Text excerpt:
Establish AI Policies 

Create clear AI policies that outline acceptable uses of AI in the workplace as well as clear guidance on best practices for using AI at work.

5. Considerations for Vendor Copilots and the Vision for a Unified Enterprise Copilot

As the popularity of AI continues to grow, organizations are faced with the task of developing a strategy for implementing and leveraging copilots in the enterprise. With a wide range of vendors incorporating copilots into their platforms, it is important to consider several factors before enabling these AI capabilities across multiple platforms. While vendor-specific copilots can undoubtedly enhance an employee's day, careful consideration is necessary to ensure successful integration. 
 
The top five factors to consider before purchasing vendor-specific copilots: 

  1. Output quality – many copilots are very early on, so their output might not necessarily be the best quality.  

  2. Limited functionality – functionality may be very limited and only benefit a small subset of employees.

Problems to solve:
a) Using the text excerpt, say whether each statement agrees with it. Answer yes or no, and quote the words from the text that decide it.
(i) Many copilots are at an early stage, so their output may not be of the best quality.
(ii) The text lists three factors to consider before buying vendor-specific copilots.
(iii) Copilot functionality is expected to benefit most employees.
b) Answer these questions from the text excerpt:
(i) Besides acceptable uses of AI in the workplace, what should AI policies give clear guidance on?
(ii) As AI grows more popular, what task do organizations face?
(iii) What is the second factor listed for vendor-specific copilots?

Data to examine:
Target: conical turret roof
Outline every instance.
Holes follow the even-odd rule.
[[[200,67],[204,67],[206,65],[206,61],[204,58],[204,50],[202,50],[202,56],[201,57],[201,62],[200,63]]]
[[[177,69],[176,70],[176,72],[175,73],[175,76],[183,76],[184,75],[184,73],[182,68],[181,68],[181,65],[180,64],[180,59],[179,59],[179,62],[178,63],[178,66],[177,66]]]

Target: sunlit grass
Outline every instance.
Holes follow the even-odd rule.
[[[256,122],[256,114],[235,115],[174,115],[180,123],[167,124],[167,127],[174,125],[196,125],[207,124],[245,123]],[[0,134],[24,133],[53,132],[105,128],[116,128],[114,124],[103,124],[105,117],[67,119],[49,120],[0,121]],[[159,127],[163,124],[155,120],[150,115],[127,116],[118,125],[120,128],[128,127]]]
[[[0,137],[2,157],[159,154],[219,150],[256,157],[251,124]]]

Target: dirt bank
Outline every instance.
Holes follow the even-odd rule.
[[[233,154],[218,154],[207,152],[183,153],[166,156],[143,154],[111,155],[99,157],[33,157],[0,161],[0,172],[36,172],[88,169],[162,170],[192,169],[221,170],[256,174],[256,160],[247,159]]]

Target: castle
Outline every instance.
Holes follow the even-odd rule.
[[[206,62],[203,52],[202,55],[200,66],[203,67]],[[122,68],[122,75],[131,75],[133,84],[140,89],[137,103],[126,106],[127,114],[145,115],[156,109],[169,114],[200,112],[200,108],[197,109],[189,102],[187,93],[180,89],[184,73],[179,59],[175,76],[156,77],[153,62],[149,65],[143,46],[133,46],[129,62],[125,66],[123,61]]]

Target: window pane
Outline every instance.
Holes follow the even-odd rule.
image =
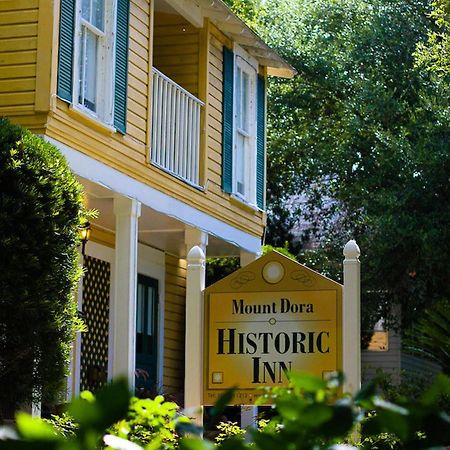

Solutions to the problems:
a)
(i) Yes: "many copilots are very early on, so their output might not necessarily be the best quality."
(ii) No: "The top five factors to consider before purchasing vendor-specific copilots"
(iii) No: "functionality may be very limited and only benefit a small subset of employees."

b)
(i) Best practices for using AI at work.
(ii) Developing a strategy for implementing and leveraging copilots in the enterprise.
(iii) Limited functionality.